● **The problem**: Every line of the material that mentions the word "below" should be copied out.

Start of The data

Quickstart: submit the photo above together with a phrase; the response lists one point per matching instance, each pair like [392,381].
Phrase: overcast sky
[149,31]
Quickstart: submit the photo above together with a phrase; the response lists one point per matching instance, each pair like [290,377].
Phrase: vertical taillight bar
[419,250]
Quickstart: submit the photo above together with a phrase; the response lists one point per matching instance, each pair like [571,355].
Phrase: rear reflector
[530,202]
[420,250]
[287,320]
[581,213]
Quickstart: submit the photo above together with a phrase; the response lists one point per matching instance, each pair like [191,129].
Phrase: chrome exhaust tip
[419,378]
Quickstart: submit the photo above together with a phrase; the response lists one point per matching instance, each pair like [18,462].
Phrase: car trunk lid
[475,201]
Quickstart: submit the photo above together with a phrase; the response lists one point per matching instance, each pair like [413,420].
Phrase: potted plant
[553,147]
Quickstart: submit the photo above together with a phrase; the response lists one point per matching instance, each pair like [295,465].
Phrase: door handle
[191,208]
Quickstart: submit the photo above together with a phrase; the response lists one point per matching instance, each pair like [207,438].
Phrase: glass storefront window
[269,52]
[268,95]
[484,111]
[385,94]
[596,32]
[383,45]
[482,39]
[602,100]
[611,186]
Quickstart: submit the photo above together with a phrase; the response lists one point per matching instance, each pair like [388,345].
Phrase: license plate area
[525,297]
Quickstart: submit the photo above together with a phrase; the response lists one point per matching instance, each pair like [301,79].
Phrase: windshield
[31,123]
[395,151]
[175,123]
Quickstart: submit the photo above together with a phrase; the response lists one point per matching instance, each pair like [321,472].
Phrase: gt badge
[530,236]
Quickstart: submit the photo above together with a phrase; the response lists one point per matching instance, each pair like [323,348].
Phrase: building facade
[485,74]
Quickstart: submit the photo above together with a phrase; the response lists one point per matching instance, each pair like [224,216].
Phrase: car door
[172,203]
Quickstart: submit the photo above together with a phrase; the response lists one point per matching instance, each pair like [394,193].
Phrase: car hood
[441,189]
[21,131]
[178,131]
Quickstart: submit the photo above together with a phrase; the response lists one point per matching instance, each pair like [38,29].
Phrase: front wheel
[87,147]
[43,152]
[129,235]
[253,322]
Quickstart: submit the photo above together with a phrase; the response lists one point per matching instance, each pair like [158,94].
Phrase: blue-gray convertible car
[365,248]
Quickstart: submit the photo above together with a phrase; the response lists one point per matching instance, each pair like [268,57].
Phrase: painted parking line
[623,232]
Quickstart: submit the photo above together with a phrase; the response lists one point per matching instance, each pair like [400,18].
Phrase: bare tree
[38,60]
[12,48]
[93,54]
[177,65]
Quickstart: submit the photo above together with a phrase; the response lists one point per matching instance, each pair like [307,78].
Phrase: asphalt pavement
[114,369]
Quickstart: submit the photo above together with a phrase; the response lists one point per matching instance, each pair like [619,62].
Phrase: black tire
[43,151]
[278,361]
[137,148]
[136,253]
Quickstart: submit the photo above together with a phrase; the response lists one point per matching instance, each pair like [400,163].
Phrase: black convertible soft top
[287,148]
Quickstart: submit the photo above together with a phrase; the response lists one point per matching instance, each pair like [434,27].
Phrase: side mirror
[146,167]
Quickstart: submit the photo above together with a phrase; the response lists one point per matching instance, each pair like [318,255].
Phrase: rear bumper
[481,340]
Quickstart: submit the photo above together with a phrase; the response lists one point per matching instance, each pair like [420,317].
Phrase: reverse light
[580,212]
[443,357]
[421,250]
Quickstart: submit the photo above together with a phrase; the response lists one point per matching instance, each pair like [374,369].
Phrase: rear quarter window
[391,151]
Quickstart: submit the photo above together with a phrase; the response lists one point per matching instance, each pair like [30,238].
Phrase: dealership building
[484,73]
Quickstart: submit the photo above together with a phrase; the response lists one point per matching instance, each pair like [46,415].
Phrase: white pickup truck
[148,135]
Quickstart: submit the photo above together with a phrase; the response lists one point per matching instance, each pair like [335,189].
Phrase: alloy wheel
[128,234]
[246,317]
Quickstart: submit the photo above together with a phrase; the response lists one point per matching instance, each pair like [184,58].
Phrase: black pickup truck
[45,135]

End of The data
Start of The data

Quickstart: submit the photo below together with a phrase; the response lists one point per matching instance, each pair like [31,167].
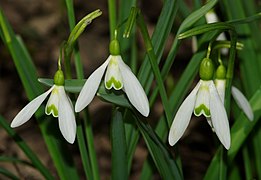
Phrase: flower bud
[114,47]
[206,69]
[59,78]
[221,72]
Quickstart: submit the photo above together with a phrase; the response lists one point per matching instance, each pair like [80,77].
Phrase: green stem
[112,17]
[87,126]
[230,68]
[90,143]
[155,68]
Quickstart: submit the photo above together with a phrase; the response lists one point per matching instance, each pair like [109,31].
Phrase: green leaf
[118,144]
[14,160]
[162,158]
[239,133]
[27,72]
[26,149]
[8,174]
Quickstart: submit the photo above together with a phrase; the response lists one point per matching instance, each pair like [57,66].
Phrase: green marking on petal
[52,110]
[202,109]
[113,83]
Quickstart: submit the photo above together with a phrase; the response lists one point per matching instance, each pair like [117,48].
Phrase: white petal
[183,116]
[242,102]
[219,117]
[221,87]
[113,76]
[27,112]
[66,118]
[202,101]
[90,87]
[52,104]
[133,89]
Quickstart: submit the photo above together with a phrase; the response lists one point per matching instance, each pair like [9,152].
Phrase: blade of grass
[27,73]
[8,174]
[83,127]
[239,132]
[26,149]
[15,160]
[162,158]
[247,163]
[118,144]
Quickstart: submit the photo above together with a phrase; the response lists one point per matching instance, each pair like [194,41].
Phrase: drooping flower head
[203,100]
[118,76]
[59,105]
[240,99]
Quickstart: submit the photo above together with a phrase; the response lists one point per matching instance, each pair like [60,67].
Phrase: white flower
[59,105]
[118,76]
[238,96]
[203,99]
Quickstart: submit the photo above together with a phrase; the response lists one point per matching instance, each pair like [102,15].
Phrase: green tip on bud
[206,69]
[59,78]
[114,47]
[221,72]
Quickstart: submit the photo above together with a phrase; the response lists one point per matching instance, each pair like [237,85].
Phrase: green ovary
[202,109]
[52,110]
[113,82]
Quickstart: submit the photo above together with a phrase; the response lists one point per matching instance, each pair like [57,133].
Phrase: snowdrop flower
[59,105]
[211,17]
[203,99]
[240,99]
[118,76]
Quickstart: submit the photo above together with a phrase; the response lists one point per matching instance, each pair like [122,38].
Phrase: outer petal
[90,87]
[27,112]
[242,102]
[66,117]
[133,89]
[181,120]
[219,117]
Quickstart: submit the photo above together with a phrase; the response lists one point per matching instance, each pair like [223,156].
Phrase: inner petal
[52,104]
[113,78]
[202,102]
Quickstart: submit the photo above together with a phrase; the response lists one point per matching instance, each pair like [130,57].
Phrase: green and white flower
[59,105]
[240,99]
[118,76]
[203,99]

End of The data
Start of The data

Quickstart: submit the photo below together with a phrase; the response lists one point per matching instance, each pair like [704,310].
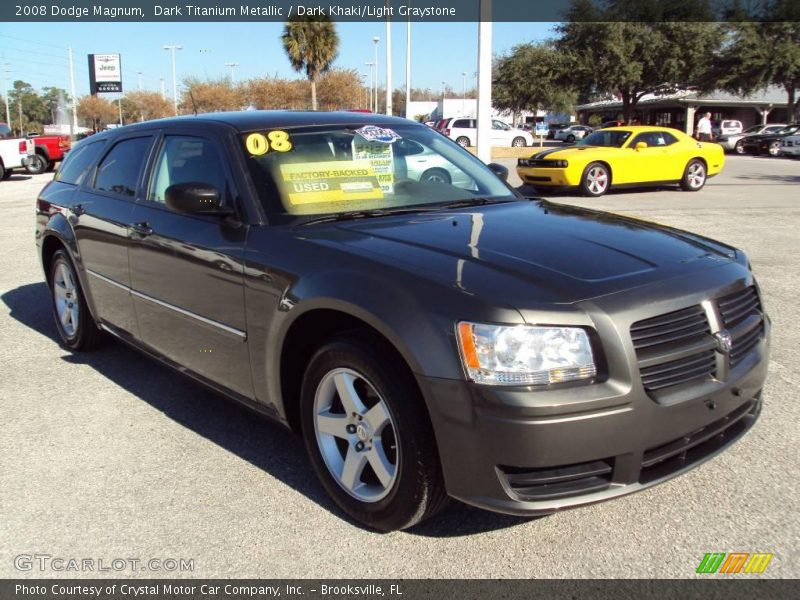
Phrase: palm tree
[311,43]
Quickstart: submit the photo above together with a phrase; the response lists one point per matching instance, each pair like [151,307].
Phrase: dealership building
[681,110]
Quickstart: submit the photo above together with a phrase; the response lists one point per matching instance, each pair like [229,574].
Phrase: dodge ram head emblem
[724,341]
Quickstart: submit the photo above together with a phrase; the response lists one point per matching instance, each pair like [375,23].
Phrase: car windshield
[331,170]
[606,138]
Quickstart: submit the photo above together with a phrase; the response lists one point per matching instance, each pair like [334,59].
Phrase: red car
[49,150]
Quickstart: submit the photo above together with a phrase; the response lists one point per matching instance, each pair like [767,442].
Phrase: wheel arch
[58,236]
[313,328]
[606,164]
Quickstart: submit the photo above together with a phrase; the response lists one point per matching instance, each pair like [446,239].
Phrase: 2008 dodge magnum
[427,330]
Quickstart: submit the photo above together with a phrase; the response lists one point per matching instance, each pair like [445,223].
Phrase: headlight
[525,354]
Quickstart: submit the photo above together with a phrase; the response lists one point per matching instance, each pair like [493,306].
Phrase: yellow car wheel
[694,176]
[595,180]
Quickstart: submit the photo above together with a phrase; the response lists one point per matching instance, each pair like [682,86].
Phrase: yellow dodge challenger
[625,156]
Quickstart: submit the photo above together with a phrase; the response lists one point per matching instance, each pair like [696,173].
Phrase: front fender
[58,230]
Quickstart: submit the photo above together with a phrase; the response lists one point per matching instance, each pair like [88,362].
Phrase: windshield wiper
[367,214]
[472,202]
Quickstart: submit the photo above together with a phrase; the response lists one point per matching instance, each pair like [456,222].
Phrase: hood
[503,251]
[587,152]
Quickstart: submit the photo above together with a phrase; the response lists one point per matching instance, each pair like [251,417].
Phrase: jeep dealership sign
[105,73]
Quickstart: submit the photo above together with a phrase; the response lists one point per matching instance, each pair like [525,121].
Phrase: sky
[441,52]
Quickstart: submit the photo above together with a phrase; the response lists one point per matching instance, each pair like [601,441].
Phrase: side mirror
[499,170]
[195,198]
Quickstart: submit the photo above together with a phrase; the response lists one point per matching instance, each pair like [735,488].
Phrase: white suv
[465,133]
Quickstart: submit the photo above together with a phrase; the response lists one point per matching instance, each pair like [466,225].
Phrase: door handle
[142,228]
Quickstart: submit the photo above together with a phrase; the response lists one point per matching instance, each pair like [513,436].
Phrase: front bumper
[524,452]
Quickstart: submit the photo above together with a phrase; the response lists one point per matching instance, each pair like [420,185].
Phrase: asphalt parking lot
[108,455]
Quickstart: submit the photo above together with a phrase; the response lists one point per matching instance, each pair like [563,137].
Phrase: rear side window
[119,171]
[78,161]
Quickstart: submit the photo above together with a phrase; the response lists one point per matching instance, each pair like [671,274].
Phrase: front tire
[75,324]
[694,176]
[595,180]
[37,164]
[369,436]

End of The data

● **Solution to the problem**:
Quickstart: submit the photo below together with a phrase; the response lists one point per matching instance, each pair like [31,167].
Quickstart: submit the photo below together with a phrase; the response lists one point per matching instance, each pair like [704,310].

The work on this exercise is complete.